- _REQUIREMENT_:
Give again, word for word, only the lines from the one containing "Where can you see the white ceiling?" through the final line.

--- begin ---

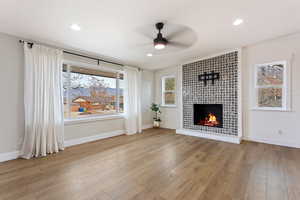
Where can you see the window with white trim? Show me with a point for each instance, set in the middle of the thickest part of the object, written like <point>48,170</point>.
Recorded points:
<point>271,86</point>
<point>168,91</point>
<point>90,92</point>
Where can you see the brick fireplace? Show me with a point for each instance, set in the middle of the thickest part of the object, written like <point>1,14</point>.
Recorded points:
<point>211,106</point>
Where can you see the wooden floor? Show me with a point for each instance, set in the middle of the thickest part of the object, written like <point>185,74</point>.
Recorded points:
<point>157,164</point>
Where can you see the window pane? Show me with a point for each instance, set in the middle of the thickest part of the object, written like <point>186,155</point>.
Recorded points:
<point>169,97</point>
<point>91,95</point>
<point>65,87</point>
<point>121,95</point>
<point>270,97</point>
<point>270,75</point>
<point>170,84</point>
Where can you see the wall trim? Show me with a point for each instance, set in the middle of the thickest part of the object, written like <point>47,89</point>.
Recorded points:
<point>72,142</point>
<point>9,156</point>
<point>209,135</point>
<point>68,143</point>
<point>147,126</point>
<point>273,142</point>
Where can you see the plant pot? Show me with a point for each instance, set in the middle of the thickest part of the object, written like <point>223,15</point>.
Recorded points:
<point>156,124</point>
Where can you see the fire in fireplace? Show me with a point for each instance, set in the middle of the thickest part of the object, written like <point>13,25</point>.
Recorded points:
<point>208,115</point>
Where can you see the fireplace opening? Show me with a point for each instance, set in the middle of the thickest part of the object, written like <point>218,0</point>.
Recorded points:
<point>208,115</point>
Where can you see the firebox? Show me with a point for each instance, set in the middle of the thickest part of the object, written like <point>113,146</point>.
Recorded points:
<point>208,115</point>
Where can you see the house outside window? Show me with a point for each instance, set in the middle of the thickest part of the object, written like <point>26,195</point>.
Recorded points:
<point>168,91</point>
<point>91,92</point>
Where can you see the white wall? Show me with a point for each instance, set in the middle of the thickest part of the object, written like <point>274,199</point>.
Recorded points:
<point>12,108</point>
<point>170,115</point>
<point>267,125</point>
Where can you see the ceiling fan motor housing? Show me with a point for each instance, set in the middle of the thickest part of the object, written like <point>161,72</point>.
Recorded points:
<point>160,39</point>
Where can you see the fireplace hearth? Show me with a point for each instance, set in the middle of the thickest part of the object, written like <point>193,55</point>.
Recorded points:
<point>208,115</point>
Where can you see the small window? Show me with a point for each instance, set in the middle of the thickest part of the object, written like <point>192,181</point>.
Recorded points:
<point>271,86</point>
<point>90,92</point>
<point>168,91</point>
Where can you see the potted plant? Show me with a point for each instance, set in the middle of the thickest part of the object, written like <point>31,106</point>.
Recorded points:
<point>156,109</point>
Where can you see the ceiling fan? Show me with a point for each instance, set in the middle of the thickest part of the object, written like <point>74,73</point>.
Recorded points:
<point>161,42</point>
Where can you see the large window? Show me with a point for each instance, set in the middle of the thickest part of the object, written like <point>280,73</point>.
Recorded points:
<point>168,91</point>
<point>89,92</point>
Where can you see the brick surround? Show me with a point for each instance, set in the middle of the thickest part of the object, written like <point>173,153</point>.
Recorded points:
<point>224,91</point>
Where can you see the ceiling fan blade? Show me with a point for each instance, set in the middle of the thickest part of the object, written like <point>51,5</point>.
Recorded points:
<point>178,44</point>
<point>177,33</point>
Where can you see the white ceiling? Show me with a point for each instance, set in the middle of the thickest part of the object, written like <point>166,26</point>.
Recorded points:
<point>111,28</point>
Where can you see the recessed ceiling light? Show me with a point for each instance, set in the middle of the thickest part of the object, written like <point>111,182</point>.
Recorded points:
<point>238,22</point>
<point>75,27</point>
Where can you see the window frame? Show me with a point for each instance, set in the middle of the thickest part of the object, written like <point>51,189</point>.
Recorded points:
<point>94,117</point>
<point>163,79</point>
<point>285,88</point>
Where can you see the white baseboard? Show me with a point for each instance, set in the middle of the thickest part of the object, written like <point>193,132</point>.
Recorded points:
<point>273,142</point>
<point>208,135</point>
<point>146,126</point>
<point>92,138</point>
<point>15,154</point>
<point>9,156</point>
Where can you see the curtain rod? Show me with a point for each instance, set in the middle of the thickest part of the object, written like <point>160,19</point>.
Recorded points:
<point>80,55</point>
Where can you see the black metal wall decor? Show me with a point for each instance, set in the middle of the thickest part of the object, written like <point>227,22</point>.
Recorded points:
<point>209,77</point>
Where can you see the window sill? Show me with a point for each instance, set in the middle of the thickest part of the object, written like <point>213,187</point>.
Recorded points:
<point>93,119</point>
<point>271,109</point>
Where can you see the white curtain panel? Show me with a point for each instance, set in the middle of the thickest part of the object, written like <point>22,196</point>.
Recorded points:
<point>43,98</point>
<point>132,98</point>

--- end ---

- _SOLUTION FOR THIS PROBLEM_:
Where can you see the white ceiling? Show me with a point for each instance, set in the middle of the thickest part of the object, written like <point>166,26</point>.
Recorded points:
<point>111,28</point>
Where can you see the recessed ceiling light? Show me with a point for each instance, set in the middle of the thickest part of the object, written like <point>111,182</point>.
Recorded points:
<point>238,22</point>
<point>75,27</point>
Where can you see the window frame? Show me with a point for each instance, set in the middle of the thickest part of the object, written like <point>51,189</point>.
Recorded points:
<point>94,117</point>
<point>163,79</point>
<point>285,88</point>
Where can you see the white baseboard? Show me with a point for each instance, set in the middle of the thickest part of the object, written like <point>193,132</point>.
Recorded points:
<point>273,142</point>
<point>208,135</point>
<point>146,126</point>
<point>92,138</point>
<point>15,154</point>
<point>9,156</point>
Where can you see the curtain rod? Show me with a point for each instance, set in the middle of the thickest part of the object, written like <point>160,19</point>.
Recorded points:
<point>80,55</point>
Where can you see the black metal wall decor? Show me with a point for each instance, set in the middle of the thickest part of the object, written like <point>227,22</point>.
Recorded points:
<point>209,77</point>
Where can you see the window sill? Show me with a point for each instance, set in the middle of the thickest part of the object, written like <point>213,187</point>.
Recorded points:
<point>93,119</point>
<point>271,109</point>
Where can you see the white curtain panel? Show me with a point for each instance, set in the middle of the thickest part of the object, written like <point>22,196</point>.
Recorded points:
<point>43,98</point>
<point>132,98</point>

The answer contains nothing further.